------ MATERIAL FOR THIS TASK

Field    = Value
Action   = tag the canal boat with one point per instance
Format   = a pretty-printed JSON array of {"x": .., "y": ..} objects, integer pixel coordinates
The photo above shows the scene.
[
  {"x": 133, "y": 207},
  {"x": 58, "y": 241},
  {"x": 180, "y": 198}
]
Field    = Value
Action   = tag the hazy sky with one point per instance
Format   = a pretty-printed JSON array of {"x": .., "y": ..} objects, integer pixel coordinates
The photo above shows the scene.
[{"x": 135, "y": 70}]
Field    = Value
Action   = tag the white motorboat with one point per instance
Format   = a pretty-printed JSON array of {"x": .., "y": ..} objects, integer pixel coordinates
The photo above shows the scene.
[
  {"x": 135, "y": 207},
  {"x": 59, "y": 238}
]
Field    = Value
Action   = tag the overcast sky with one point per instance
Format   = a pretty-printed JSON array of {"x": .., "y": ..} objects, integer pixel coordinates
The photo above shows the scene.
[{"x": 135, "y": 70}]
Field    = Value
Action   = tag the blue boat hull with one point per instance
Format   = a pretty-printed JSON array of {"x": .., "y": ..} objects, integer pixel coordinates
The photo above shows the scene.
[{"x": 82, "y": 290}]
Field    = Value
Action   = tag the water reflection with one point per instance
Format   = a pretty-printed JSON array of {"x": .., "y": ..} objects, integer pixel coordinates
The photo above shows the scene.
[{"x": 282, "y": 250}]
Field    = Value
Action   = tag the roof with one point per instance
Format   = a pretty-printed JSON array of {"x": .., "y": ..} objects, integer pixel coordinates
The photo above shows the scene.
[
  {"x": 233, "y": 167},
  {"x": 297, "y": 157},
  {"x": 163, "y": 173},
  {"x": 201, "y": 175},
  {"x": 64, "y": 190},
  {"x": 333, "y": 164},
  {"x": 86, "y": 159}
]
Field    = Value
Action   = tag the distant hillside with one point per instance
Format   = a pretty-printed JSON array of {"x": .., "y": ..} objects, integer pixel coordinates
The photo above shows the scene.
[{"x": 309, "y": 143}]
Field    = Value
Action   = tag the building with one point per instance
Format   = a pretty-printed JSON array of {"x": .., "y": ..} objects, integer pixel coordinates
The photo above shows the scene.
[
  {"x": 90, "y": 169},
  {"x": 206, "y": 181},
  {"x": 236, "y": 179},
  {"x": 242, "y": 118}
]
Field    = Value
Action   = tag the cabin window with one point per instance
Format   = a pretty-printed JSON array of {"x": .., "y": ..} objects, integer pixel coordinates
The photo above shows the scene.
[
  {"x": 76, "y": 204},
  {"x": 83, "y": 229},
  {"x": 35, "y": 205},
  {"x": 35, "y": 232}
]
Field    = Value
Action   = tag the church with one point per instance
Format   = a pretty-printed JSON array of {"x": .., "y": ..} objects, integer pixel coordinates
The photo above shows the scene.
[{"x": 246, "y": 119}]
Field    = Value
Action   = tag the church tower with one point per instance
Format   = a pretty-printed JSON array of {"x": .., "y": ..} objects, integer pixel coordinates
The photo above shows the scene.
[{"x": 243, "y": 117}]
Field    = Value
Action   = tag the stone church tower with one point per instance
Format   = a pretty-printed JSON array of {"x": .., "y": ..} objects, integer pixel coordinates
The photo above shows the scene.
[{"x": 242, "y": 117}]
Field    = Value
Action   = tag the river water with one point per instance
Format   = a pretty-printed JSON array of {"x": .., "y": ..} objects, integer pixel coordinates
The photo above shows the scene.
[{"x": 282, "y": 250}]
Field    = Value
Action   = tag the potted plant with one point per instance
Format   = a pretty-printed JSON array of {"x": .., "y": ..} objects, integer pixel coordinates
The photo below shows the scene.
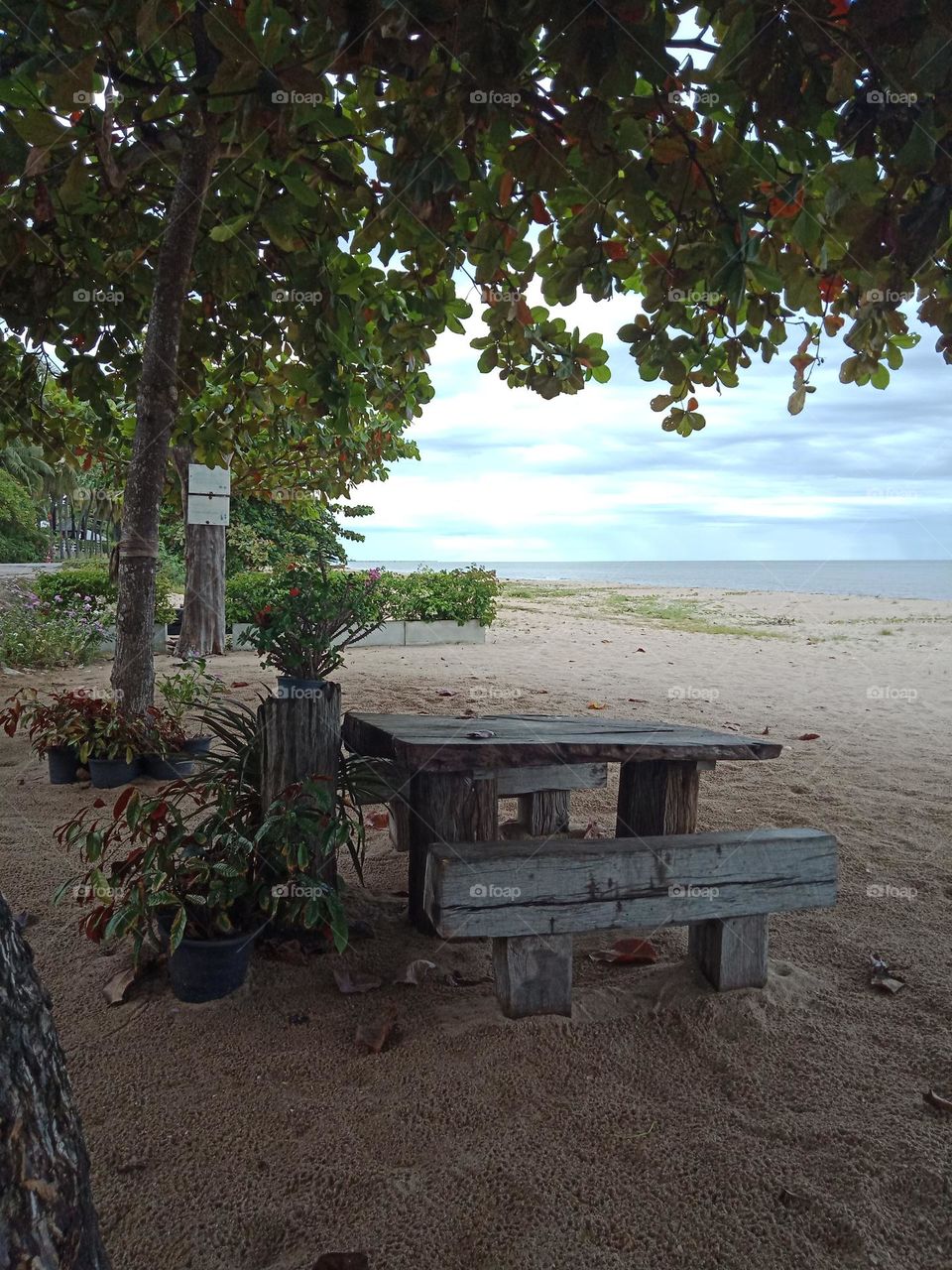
[
  {"x": 190, "y": 874},
  {"x": 58, "y": 725},
  {"x": 113, "y": 744},
  {"x": 308, "y": 622},
  {"x": 188, "y": 693},
  {"x": 167, "y": 758}
]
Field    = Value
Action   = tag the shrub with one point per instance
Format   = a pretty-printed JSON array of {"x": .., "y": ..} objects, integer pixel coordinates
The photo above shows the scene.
[
  {"x": 444, "y": 594},
  {"x": 79, "y": 580},
  {"x": 312, "y": 615},
  {"x": 246, "y": 594},
  {"x": 33, "y": 639}
]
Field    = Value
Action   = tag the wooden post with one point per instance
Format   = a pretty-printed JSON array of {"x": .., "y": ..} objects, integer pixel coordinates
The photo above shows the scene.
[
  {"x": 445, "y": 807},
  {"x": 544, "y": 813},
  {"x": 301, "y": 739},
  {"x": 656, "y": 797},
  {"x": 534, "y": 974},
  {"x": 731, "y": 952}
]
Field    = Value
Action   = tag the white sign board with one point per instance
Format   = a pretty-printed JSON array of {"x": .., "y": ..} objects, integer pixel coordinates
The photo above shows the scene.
[{"x": 208, "y": 494}]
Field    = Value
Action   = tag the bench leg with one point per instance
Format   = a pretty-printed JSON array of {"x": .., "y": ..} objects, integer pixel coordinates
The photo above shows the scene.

------------

#### AIM
Select every line above that contains the word "white".

#### TASK OUTPUT
Action   = tag the white motorboat with one point per instance
Action   = tag the white sign board with one point per instance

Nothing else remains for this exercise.